Excerpts from segmentation records
┌──

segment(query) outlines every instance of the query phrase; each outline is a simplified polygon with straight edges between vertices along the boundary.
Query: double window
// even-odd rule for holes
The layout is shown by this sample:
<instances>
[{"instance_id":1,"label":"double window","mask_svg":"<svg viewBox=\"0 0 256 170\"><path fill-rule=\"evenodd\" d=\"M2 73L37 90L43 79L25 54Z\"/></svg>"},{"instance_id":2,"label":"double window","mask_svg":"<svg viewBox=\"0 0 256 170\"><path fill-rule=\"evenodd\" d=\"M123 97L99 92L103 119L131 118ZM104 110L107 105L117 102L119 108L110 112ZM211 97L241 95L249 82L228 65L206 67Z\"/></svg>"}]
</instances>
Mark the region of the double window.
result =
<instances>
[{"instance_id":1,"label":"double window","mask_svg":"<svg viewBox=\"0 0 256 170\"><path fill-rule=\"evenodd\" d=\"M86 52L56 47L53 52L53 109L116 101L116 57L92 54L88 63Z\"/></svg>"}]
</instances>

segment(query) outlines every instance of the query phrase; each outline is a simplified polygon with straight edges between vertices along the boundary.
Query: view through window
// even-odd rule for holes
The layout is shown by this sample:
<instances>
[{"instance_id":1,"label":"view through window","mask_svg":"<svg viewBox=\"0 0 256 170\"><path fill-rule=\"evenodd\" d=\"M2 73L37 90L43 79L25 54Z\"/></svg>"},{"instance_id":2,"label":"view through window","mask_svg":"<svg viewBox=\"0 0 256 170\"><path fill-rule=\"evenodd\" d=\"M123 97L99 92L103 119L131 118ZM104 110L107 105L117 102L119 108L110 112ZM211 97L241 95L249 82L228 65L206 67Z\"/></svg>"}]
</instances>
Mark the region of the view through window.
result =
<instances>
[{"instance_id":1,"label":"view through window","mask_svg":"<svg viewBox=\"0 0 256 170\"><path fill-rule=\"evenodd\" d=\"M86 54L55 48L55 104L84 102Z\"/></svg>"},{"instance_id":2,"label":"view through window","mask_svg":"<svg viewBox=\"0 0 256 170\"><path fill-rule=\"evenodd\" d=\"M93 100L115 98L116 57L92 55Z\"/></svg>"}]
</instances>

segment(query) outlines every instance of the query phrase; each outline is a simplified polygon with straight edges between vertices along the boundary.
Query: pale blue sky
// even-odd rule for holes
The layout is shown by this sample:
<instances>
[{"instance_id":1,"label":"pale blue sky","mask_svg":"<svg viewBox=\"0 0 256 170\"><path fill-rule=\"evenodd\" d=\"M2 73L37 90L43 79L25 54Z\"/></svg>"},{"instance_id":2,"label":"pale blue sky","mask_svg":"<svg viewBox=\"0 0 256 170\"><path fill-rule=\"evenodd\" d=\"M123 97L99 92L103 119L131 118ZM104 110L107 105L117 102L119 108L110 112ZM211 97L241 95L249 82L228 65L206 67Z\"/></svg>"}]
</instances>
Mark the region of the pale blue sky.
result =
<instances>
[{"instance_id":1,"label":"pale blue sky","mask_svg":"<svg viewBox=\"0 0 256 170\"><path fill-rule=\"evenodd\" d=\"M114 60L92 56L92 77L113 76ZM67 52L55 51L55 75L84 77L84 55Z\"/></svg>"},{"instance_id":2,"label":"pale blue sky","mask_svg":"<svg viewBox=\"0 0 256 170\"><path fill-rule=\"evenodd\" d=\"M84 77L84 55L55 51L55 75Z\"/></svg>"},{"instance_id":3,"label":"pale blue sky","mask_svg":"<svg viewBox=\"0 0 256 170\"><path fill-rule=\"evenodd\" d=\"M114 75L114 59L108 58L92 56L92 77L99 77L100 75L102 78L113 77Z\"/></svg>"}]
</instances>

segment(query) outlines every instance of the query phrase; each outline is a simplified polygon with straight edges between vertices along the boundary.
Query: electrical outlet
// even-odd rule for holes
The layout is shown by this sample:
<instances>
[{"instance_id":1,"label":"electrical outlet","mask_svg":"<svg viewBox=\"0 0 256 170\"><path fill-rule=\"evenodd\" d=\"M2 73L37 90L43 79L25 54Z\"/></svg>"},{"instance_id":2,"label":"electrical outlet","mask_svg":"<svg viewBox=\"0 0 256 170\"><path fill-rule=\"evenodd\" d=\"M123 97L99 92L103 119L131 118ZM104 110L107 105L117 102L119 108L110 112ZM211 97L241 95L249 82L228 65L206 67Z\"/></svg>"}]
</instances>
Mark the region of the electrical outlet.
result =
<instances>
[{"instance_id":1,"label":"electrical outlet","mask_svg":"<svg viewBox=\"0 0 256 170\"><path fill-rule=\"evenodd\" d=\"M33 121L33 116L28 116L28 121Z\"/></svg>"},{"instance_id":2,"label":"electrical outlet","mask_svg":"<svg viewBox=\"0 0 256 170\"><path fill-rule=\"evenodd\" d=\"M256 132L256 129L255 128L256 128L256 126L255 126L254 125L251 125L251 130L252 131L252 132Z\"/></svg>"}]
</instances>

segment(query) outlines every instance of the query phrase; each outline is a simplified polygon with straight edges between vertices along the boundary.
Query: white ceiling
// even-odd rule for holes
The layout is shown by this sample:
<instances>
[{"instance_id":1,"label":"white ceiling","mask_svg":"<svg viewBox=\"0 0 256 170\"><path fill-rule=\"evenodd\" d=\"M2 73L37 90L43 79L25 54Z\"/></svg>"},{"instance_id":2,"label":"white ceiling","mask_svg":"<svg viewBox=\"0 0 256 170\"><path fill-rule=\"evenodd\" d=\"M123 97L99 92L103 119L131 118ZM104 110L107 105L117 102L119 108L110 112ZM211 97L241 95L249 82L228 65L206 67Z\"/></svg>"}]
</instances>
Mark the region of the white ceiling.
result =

└──

[What needs to be done]
Pick out every line above that contains the word "Mark", and copy each of those lines.

[Written answer]
Mark the region of the double window.
Mark the region of the view through window.
Mark the region of the pale blue sky.
Mark the region of the electrical outlet.
Mark the region of the white ceiling.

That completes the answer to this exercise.